Extracted text:
Why would you want to do this?  Facebook has become a very important part of our lives.  Information about our friends, family, business contacts and acquaintances is stored in Facebook with no easy way to get it out.  ArchiveFacebook allows you to do just that.  What guarantee do you have that Facebook won't accidentally, or in some cases intentionally delete your account?  Don't trust your data to one web site alone.  Take matters into your own hands and preserve this information.  Show it to your kids one day!
Currently ArchiveFacebook can save:
  • Photos
  • Messages
  • Activity Stream
  • Friends List
  • Notes
  • Events
  • Groups
  • Info
Installation:
You can download the extension from https://addons.mozilla.org/en-US/firefox/addon/13993/.  Once at this page, press “Add to Firefox” and follow the prompts for installation.  Firefox will prompt you to restart Firefox.  Once you do so, you should see a new menu called “ArchiveFB”.  At this point, ArchiveFacebook has successfully installed.
It should be noted that, at the time of this writing, ScrapBook should not be enabled while ArchiveFacebook is enabled.  This will cause instability issues within both programs.  You can easily disable an extension from within the Firefox “Add-ons” dialog.  This dialog can be found in the “Tools” menu of Firefox.

Problems to work on:
• 1. In the ArchiveFacebook text, which other extension should not be enabled at the same time as ArchiveFacebook?
• 2. Quote everything in the ArchiveFacebook text from "It should be" down to "menu of Firefox.".
• 3. Extend the ArchiveFacebook text beyond its final sentence.

Extracted records:

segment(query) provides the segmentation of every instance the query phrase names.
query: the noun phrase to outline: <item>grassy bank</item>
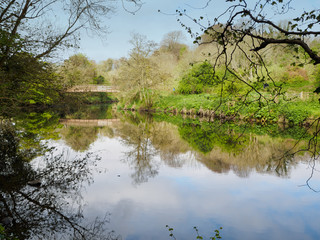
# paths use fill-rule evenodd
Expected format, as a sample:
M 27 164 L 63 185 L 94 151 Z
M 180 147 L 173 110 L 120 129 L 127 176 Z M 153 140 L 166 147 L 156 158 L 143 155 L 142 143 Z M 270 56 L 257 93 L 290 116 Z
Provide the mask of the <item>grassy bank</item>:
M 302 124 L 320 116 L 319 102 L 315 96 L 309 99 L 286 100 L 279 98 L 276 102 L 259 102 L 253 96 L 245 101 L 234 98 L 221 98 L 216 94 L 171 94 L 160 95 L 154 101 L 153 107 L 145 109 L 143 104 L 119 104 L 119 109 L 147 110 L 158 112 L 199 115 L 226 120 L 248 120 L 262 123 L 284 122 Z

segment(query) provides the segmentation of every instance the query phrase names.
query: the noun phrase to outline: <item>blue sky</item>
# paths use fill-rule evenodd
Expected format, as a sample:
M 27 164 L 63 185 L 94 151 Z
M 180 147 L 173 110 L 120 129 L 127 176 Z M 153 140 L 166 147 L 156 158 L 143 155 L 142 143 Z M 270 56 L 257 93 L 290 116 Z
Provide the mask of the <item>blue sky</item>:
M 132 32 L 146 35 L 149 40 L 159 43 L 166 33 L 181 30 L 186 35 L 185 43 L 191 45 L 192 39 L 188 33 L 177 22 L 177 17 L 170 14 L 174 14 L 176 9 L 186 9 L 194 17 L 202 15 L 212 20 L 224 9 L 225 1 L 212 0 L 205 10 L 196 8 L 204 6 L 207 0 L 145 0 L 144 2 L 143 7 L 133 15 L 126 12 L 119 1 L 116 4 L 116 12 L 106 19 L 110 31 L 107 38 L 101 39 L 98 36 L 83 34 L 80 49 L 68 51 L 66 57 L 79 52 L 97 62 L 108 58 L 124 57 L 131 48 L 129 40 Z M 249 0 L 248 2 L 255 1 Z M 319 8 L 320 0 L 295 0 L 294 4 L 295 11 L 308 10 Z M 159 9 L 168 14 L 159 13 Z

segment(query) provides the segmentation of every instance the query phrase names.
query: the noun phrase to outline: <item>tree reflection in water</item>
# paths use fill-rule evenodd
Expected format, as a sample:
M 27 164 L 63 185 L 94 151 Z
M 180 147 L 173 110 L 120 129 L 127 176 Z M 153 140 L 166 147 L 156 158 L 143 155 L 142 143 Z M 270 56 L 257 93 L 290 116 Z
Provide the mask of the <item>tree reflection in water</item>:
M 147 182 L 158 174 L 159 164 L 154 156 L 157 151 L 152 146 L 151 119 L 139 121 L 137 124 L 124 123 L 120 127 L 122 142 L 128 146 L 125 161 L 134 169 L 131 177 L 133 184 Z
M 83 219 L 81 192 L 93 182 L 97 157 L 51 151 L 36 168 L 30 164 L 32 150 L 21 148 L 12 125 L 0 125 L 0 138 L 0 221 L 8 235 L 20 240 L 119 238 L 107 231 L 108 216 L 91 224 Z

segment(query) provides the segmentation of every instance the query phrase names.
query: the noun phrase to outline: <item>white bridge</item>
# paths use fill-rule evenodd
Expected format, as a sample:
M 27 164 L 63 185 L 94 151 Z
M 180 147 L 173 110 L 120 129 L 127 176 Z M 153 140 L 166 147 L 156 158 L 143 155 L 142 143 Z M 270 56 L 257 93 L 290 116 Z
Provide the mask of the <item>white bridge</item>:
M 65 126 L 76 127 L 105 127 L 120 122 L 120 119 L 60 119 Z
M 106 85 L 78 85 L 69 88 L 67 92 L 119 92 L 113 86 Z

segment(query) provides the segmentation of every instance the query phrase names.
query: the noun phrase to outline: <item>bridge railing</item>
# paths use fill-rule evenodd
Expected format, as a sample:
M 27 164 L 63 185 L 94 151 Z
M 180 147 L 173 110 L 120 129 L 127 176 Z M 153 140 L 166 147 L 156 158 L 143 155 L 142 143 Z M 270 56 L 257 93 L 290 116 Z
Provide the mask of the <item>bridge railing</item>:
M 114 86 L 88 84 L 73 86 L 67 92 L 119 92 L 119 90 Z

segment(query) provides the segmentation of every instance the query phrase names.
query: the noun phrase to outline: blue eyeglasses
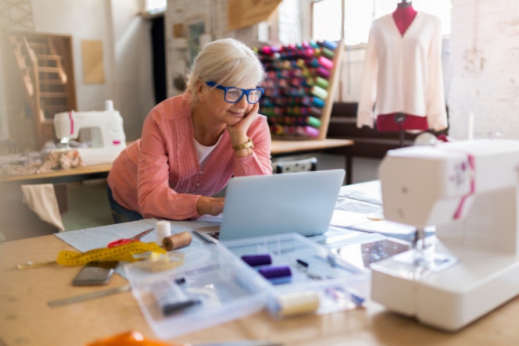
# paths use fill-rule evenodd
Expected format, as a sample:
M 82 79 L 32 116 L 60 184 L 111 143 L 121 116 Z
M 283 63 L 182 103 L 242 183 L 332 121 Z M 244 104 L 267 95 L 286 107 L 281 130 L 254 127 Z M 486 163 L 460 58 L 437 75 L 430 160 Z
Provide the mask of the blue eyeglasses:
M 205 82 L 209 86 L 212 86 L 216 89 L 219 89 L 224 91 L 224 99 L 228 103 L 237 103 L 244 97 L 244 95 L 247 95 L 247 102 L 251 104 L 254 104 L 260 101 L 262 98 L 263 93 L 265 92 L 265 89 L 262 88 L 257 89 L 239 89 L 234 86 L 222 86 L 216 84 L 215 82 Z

Answers for this exercise:
• 1. ScrapBook.

• 2.
It should be noted that, at the time of this writing, ScrapBook should not be enabled while ArchiveFacebook is enabled.  This will cause instability issues within both programs.  You can easily disable an extension from within the Firefox “Add-ons” dialog.  This dialog can be found in the “Tools” menu of Firefox.

• 3.
Usage:
Logging In:
First of all, make sure you are logged into your Facebook account.  ArchiveFacebook uses Firefox to view the pages of your account and then save them.  So, you need to be logged into your account in order to have the proper authentication and authorization to archive your account.
Sidebar:
Once logged in, it is a good idea to open the sidebar.  To do this, click the ArchiveFB --> Show in Sidebar.  The sidebar should appear on the left hand side of the screen.  The sidebar does not need to be open in order to archive, but it provides a richer interface for doing so.
Archiving:
To archive your account, press ArchiveFB --> Archive.  This will redirect you to your Facebook profile page.  You will then see a dialog box telling you that you activity stream will be expanded.  If you press “Cancel” the archiving process will be completely cancelled.  If you press “Ok”, your activity stream will be expanded, displaying all activity done on Facebook since your accounts creation.  As your activity is being retrieved, you are presented with another dialog box that lets you know the date of the current activities that are being retrieved.  You may cancel this process at any time and your account will still be archived.  Your activity stream will be archived up until the date where you cancelled the retrieval.


Once the retrieval of your activity stream has completed, the archiving process will begin.  You will see a window that says “Capture” on it.  This window drives the archive process.  Each page to be archived will be listed in the scrollbar pane.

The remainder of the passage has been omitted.